Reproduce the data below from its first line through the line containing "point(189, 119)", with both ends included, and leave the pictures out.

Coordinate annotation entries:

Begin

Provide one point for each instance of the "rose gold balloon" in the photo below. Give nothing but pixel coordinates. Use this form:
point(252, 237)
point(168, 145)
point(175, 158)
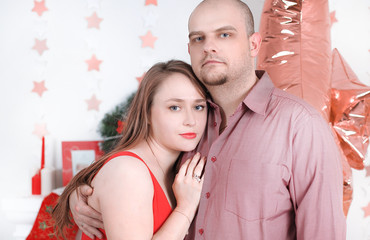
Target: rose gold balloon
point(296, 49)
point(347, 178)
point(350, 104)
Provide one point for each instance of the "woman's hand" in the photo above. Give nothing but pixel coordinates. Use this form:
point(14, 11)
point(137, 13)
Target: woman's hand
point(188, 185)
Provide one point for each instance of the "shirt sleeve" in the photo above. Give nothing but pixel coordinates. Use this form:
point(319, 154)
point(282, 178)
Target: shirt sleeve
point(317, 181)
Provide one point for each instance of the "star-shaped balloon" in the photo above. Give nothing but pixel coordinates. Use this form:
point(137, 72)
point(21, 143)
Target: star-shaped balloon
point(93, 4)
point(94, 21)
point(39, 7)
point(139, 79)
point(39, 87)
point(366, 210)
point(148, 40)
point(148, 2)
point(40, 46)
point(350, 116)
point(93, 63)
point(333, 19)
point(40, 130)
point(93, 103)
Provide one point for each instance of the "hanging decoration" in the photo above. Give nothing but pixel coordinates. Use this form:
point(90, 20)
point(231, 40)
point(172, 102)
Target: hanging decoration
point(40, 46)
point(94, 21)
point(93, 103)
point(39, 7)
point(93, 63)
point(148, 40)
point(39, 87)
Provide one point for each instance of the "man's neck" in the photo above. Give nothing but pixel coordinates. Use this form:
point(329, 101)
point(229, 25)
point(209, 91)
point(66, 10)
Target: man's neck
point(229, 96)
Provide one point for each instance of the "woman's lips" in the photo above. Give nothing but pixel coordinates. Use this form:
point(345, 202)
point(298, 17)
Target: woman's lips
point(188, 135)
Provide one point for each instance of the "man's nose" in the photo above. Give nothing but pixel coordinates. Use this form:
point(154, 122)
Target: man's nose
point(209, 46)
point(189, 119)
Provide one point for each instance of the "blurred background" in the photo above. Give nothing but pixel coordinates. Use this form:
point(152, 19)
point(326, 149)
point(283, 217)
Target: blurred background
point(65, 64)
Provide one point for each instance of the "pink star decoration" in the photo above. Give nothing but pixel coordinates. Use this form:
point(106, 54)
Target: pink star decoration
point(40, 46)
point(93, 63)
point(39, 87)
point(148, 40)
point(366, 210)
point(139, 79)
point(40, 130)
point(39, 7)
point(93, 103)
point(333, 19)
point(148, 2)
point(94, 21)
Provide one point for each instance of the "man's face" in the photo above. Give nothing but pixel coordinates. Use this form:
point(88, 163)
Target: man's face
point(218, 43)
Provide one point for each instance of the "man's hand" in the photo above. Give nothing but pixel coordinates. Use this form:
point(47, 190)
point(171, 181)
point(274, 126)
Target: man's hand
point(86, 218)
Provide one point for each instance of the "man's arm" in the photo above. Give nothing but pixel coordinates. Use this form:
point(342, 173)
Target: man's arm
point(86, 218)
point(316, 185)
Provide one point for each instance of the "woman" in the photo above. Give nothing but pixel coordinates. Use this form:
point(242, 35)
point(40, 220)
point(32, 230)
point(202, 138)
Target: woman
point(132, 183)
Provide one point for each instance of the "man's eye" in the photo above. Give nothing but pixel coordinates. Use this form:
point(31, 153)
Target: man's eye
point(198, 39)
point(174, 108)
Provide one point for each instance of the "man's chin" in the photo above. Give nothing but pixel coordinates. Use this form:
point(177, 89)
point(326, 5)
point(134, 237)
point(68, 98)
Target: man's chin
point(214, 81)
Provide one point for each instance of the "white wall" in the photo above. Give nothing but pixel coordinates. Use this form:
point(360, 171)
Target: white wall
point(63, 108)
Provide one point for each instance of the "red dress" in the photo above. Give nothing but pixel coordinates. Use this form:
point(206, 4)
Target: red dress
point(161, 206)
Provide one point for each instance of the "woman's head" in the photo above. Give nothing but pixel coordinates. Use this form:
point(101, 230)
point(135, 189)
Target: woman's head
point(137, 127)
point(140, 123)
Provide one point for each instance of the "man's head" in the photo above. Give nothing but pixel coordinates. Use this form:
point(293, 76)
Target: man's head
point(222, 42)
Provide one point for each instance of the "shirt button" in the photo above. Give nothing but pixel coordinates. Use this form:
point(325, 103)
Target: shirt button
point(208, 195)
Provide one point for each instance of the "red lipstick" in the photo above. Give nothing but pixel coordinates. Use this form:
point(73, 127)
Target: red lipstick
point(189, 135)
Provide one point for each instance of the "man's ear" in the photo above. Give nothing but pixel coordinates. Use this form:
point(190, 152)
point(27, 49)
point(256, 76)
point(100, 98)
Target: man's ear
point(255, 43)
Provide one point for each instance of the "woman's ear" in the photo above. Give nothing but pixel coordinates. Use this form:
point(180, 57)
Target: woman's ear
point(255, 43)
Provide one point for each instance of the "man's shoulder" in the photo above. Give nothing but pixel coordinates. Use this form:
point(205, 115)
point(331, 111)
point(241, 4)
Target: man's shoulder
point(291, 103)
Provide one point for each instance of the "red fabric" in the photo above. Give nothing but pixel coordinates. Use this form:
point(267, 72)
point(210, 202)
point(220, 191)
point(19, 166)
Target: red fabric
point(161, 206)
point(43, 227)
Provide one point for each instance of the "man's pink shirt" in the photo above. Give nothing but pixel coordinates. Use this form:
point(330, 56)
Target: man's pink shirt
point(273, 173)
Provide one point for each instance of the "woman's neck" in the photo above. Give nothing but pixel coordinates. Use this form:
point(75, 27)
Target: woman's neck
point(164, 158)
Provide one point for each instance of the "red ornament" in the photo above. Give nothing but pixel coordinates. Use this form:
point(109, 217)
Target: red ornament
point(120, 124)
point(43, 227)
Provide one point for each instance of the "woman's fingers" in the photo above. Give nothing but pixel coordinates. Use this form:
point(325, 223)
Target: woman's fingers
point(193, 163)
point(199, 167)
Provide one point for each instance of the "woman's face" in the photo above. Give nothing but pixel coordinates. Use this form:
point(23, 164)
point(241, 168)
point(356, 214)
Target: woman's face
point(178, 114)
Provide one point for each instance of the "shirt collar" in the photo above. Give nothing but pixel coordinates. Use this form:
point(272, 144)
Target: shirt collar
point(259, 96)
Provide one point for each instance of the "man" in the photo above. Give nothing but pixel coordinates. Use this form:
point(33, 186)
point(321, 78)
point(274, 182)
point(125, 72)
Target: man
point(273, 169)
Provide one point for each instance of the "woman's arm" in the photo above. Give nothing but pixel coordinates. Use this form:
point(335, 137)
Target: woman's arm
point(124, 191)
point(187, 191)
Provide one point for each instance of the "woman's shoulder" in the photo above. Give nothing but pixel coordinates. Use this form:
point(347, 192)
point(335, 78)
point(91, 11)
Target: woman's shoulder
point(129, 165)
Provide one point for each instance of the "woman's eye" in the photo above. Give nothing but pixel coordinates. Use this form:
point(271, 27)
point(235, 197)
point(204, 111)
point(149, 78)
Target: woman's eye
point(198, 39)
point(175, 108)
point(225, 35)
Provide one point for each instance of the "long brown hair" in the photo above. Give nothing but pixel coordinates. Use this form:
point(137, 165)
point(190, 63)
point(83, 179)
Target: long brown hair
point(136, 129)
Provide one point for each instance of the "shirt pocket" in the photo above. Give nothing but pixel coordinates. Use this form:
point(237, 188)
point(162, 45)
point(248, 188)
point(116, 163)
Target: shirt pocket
point(252, 189)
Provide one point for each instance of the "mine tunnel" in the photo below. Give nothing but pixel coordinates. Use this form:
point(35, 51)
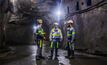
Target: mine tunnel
point(18, 23)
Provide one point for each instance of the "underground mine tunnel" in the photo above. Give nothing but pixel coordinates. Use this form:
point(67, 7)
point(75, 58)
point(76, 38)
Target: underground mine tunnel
point(18, 24)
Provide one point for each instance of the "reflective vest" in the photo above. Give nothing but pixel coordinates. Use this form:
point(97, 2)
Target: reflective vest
point(40, 33)
point(70, 33)
point(56, 34)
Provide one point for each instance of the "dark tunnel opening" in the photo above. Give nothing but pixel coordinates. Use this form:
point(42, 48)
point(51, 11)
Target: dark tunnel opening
point(19, 17)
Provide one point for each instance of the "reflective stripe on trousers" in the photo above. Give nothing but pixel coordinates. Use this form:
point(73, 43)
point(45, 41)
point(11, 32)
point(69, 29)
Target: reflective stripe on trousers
point(54, 44)
point(70, 45)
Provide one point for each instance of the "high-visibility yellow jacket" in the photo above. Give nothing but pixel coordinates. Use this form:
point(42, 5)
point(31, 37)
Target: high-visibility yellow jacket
point(55, 34)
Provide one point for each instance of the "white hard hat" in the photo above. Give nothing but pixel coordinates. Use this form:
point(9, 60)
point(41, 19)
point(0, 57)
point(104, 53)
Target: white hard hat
point(56, 24)
point(70, 21)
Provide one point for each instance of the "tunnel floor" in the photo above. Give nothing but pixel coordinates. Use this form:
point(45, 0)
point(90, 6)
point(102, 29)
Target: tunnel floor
point(25, 55)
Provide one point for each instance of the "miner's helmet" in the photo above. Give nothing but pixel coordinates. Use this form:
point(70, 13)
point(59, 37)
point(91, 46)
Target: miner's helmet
point(56, 24)
point(39, 21)
point(70, 22)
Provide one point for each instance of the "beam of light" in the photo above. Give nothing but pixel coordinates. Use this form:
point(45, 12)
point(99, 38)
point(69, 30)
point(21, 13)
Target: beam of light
point(35, 28)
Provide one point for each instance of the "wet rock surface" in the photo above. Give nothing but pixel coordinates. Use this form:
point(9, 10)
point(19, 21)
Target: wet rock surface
point(26, 55)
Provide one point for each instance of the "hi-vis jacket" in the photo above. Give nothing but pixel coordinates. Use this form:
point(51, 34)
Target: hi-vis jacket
point(55, 34)
point(70, 34)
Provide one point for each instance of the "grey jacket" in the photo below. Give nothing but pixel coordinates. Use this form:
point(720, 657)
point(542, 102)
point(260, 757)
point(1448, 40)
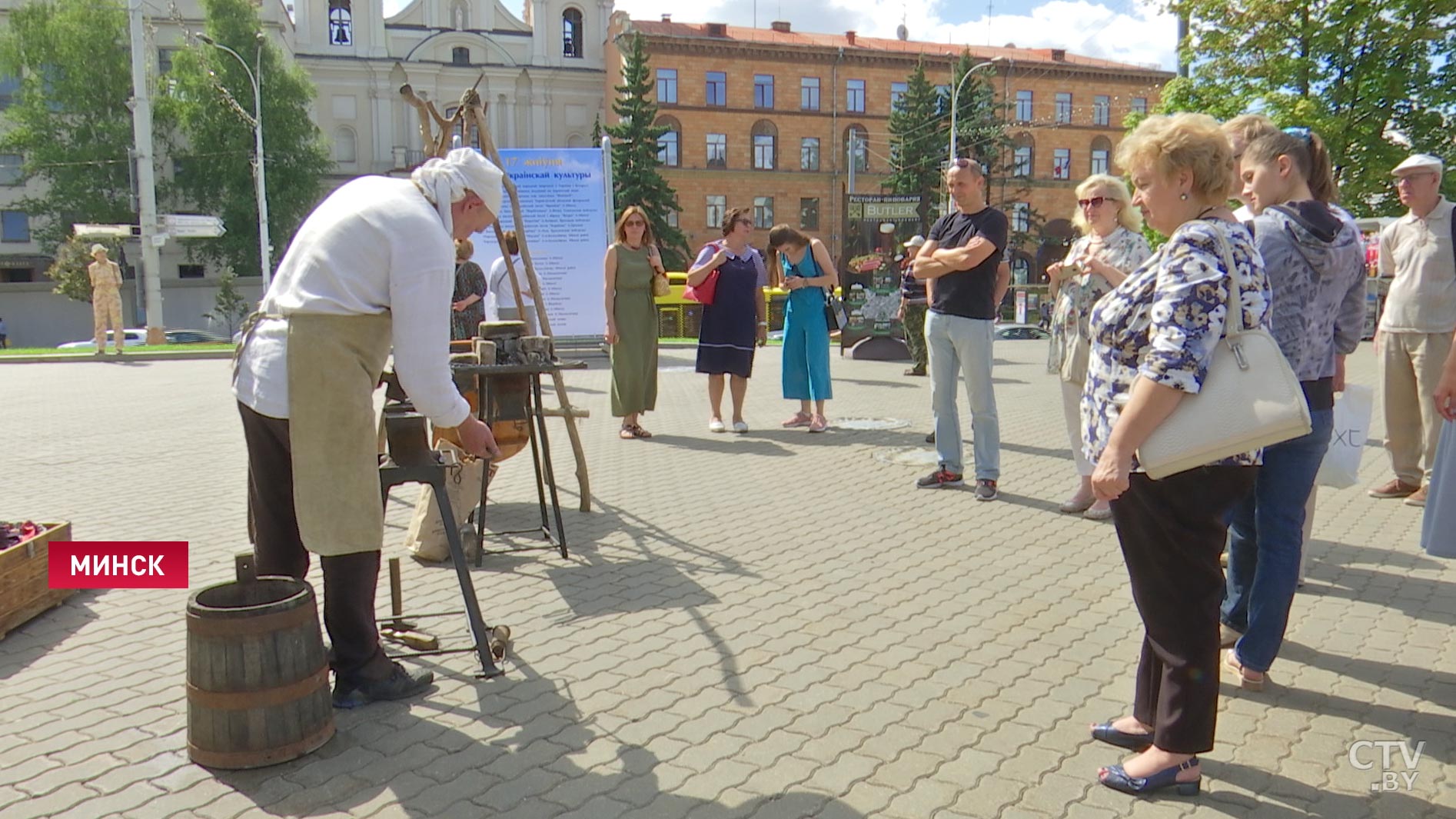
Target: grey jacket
point(1314, 255)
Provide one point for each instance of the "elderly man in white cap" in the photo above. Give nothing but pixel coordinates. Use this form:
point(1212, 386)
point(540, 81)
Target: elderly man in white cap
point(1415, 328)
point(105, 278)
point(371, 271)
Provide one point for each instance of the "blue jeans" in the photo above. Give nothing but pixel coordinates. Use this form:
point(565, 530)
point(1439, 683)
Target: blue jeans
point(959, 346)
point(1265, 532)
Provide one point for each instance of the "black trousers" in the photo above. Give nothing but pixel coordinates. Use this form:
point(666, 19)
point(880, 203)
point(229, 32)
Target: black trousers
point(350, 582)
point(1172, 532)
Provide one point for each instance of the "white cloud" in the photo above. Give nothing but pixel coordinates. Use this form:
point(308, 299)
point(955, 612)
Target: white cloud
point(1135, 32)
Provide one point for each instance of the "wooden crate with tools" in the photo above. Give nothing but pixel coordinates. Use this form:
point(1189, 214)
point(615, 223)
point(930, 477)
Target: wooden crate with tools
point(25, 591)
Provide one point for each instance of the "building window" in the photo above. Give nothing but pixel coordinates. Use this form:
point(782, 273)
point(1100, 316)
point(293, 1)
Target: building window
point(763, 91)
point(1101, 155)
point(667, 85)
point(716, 151)
point(11, 168)
point(341, 22)
point(15, 226)
point(809, 215)
point(809, 153)
point(1021, 156)
point(344, 146)
point(809, 94)
point(571, 34)
point(716, 88)
point(763, 211)
point(856, 146)
point(1019, 218)
point(1024, 105)
point(1062, 164)
point(667, 149)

End

Finished answer:
Provide one point for each instance of the "rose gold balloon" in the photo below. Give nothing but pixel coordinates. Use this form:
point(252, 237)
point(168, 145)
point(175, 158)
Target: rose gold balloon
point(296, 49)
point(347, 178)
point(350, 104)
Provide one point for each instance of the "woman's hand" in the photo above. Give nothing but pixel coordinates. Use this form:
point(14, 11)
point(137, 13)
Target: woman's hand
point(188, 185)
Provide one point for each instance of the "shirt sleeve" in the photo above. Give nothing but pixel coordinates. Use this form:
point(319, 154)
point(282, 178)
Target: shirt sleeve
point(317, 181)
Provide one point for each instance of the "star-shaped balloon" in the photo above. Give nothing but pixel coordinates. Use this form:
point(137, 72)
point(21, 143)
Target: star-shaped balloon
point(93, 4)
point(94, 21)
point(39, 7)
point(139, 79)
point(39, 87)
point(366, 210)
point(148, 40)
point(148, 2)
point(40, 46)
point(350, 116)
point(93, 63)
point(333, 19)
point(40, 130)
point(93, 103)
Provide one point for each instance of the "hanging decoration" in the photo above. Give nothing but pixel coordinates. Use this form:
point(90, 20)
point(231, 40)
point(172, 102)
Target: hanging decoration
point(40, 46)
point(94, 21)
point(93, 103)
point(39, 7)
point(93, 63)
point(148, 40)
point(39, 87)
Provide one point for each instance of the "man's neck" in the photo above. Give nothing but pixel coordinates. Use this form:
point(329, 101)
point(229, 25)
point(209, 91)
point(66, 10)
Target: man's neck
point(229, 96)
Provide one point for each instance of the "woman's lips" in the photo above. Give nothing but pixel coordinates. Use this form:
point(345, 202)
point(298, 17)
Target: woman's lips
point(188, 135)
Provide one point for each instance of the "man's nose" in the photo above. Give nothing but pixel coordinates. Use this form:
point(154, 122)
Target: man's nose
point(209, 46)
point(189, 119)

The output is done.